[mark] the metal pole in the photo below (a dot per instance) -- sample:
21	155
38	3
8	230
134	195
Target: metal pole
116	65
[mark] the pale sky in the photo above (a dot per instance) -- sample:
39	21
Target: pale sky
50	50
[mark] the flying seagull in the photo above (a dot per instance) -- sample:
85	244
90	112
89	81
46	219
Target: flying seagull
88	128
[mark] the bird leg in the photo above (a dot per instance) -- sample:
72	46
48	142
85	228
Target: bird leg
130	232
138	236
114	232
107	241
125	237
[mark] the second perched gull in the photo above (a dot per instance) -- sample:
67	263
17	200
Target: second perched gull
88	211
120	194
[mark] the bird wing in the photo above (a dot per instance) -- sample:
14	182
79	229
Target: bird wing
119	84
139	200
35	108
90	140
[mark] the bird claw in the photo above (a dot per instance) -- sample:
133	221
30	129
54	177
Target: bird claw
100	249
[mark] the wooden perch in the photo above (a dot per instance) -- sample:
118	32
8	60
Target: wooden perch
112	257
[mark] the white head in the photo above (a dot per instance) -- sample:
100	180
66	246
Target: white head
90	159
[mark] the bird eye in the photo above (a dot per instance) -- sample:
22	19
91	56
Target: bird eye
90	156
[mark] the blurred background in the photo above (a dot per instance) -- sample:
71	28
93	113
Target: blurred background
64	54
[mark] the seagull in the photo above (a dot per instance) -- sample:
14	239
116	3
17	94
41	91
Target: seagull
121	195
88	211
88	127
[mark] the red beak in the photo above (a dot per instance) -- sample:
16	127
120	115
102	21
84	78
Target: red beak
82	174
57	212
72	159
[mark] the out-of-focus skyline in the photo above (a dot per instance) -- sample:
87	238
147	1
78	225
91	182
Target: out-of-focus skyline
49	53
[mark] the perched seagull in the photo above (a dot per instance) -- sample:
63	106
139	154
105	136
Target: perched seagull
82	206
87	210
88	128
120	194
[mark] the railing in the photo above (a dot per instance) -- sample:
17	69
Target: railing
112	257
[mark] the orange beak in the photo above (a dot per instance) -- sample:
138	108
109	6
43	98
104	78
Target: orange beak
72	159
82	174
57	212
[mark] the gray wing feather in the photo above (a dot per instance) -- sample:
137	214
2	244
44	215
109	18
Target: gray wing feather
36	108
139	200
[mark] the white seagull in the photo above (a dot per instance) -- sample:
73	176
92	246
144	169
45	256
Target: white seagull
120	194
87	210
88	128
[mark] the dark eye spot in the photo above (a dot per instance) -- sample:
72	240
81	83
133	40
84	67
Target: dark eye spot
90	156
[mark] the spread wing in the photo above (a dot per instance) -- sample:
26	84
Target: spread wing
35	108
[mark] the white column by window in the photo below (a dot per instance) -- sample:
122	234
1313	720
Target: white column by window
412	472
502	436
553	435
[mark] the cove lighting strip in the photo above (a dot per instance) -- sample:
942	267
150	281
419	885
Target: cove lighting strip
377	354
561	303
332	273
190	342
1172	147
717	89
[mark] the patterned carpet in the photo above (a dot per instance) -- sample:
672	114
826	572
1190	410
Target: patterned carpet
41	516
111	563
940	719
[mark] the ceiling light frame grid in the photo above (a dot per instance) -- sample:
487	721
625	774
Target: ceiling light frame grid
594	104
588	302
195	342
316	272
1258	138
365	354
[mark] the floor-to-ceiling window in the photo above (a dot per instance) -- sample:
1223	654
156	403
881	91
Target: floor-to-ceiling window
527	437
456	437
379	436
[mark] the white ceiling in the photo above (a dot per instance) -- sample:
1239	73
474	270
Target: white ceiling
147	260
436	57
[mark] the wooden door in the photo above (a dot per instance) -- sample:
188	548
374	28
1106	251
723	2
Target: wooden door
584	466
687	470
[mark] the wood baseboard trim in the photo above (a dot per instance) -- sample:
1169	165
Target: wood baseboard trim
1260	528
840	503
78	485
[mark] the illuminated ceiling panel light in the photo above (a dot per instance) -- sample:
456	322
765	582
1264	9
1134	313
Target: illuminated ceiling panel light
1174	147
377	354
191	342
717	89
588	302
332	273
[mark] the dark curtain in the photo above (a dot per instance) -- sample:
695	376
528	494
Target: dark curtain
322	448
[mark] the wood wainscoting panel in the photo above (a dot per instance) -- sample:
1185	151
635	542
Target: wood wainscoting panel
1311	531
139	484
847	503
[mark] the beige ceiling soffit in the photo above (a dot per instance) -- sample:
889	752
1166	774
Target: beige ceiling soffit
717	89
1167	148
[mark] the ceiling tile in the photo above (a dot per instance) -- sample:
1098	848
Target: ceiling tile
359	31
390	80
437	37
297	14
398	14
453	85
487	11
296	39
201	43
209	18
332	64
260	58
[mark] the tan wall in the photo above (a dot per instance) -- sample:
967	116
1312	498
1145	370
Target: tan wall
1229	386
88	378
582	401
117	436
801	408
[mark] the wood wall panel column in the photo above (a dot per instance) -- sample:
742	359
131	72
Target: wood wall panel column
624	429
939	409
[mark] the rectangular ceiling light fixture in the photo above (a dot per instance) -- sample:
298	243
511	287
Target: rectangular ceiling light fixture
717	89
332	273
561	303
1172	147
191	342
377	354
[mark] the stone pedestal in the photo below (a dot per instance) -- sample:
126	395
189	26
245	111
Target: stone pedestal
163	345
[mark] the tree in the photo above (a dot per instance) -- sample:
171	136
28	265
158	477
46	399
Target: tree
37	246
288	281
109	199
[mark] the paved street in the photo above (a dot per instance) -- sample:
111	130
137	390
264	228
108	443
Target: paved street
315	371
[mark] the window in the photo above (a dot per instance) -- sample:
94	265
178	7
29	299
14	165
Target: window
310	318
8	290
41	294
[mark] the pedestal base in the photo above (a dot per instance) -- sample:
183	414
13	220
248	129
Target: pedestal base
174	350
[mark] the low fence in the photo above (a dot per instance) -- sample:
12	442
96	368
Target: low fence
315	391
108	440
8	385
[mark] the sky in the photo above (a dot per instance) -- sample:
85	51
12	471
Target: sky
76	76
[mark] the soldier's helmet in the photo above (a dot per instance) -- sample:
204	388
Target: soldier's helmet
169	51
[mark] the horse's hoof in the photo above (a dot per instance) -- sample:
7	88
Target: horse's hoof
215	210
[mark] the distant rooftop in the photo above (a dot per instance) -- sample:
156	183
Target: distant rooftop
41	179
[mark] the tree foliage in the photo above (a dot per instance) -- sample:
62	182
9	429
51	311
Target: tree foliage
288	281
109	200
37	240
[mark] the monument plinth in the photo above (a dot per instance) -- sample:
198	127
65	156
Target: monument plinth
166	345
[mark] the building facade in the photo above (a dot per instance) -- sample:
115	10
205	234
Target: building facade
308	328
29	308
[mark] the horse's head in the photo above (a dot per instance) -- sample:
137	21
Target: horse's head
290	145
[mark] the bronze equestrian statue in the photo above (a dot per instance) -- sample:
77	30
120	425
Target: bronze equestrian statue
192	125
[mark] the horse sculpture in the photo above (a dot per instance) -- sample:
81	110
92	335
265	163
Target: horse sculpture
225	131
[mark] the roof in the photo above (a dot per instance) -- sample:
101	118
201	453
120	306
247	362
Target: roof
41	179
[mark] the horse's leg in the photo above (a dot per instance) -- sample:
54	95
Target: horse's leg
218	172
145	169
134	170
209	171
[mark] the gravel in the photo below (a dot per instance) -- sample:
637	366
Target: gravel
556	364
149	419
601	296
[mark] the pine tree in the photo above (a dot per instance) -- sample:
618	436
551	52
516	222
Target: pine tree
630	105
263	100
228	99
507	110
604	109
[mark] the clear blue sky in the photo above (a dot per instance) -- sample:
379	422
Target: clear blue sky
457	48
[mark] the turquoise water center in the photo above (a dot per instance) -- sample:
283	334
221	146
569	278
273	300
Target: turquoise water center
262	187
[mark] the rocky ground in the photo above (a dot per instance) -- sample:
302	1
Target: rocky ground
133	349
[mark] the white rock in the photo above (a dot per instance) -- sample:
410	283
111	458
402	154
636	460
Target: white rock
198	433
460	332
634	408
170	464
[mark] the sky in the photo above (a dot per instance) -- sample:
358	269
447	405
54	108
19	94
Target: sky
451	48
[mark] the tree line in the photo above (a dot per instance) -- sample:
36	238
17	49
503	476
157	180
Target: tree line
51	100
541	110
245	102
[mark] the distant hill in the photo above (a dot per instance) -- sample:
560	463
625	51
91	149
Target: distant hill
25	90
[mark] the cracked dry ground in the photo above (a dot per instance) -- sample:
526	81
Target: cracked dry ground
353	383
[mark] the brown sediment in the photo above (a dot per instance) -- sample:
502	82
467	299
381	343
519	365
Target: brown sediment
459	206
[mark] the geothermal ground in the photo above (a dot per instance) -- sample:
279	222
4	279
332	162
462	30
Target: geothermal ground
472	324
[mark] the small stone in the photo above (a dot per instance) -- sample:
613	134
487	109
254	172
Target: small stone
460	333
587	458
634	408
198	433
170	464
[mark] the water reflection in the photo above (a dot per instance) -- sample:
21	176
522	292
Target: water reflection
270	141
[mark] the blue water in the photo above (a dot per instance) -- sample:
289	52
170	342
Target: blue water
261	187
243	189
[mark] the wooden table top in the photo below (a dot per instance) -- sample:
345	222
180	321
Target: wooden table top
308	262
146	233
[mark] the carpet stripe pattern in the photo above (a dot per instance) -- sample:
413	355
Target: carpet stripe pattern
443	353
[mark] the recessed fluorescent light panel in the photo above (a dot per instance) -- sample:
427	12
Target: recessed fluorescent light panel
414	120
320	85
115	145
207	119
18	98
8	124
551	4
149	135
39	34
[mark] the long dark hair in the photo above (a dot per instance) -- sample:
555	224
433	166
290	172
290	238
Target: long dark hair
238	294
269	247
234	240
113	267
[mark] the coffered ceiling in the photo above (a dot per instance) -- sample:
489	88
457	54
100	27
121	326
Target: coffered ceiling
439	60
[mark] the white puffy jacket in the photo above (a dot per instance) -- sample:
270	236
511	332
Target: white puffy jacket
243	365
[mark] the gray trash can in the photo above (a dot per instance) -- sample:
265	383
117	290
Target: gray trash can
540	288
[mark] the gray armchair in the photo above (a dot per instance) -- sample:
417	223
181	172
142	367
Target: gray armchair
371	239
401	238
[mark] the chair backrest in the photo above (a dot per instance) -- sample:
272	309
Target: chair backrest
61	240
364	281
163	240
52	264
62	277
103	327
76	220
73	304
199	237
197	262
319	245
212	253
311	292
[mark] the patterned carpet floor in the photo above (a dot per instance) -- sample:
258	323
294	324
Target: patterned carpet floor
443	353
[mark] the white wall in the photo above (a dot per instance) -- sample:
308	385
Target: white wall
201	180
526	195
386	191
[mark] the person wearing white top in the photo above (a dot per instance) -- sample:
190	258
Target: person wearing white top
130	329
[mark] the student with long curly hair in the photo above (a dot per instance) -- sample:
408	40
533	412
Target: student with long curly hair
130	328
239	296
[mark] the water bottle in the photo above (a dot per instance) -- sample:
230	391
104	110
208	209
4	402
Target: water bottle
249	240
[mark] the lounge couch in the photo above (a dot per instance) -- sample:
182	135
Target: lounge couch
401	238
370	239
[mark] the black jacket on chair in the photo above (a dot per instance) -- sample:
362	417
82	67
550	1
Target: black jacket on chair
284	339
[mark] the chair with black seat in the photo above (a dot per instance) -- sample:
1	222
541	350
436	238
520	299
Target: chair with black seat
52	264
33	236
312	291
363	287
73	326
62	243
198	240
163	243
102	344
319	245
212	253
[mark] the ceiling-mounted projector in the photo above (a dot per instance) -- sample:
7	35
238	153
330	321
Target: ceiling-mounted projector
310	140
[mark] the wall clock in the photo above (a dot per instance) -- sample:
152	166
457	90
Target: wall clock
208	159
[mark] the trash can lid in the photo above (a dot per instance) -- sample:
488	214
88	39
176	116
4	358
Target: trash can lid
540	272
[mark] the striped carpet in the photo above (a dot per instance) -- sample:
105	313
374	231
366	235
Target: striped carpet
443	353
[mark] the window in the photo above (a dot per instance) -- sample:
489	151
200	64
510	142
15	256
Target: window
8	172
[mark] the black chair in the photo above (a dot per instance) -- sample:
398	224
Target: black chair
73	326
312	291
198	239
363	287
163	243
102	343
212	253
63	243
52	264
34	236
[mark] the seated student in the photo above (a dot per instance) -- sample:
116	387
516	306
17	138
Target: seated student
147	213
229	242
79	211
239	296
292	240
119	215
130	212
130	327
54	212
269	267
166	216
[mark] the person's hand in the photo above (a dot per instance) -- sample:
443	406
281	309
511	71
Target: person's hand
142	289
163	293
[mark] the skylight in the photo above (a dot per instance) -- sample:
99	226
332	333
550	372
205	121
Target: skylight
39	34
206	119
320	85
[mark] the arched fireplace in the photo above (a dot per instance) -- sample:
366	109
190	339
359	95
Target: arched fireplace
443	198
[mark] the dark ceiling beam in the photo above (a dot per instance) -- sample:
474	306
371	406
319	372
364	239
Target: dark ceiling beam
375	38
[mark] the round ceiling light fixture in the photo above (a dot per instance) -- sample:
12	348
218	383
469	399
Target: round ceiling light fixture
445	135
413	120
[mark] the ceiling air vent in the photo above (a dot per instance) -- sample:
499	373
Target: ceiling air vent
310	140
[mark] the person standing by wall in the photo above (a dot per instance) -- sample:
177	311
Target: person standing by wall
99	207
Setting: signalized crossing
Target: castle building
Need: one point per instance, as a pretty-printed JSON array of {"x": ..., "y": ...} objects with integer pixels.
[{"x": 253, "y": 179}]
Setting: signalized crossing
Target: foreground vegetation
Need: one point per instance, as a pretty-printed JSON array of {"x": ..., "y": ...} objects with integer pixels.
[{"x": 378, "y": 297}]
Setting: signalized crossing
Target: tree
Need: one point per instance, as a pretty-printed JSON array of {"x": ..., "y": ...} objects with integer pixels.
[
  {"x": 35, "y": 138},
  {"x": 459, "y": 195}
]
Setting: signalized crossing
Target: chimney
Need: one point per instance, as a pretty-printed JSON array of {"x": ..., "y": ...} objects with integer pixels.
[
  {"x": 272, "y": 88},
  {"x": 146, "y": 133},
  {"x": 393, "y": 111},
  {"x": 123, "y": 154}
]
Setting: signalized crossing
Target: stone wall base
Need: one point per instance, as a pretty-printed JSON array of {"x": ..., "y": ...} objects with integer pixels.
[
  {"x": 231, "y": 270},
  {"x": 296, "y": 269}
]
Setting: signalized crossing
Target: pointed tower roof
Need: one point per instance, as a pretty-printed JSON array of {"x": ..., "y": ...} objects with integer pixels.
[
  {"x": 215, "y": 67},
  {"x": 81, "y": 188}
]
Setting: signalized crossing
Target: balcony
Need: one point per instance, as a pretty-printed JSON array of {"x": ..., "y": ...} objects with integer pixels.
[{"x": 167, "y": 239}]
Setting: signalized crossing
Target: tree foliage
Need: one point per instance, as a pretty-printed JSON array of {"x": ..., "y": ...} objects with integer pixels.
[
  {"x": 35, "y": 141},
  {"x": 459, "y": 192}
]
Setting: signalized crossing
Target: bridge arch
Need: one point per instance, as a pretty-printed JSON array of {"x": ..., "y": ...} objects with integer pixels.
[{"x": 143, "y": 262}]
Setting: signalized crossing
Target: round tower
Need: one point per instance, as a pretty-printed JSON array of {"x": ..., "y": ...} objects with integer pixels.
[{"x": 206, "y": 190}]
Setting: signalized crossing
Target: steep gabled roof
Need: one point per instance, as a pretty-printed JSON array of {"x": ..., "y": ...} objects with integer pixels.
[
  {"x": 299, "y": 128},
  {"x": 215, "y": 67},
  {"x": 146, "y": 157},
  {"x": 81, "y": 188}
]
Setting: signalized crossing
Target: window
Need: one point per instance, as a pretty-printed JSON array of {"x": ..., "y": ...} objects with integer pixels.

EXERCISE PROMPT -> Read through the lines above and collect those that contain the string "tower".

SOLUTION ->
Target: pointed tower roof
Target: round tower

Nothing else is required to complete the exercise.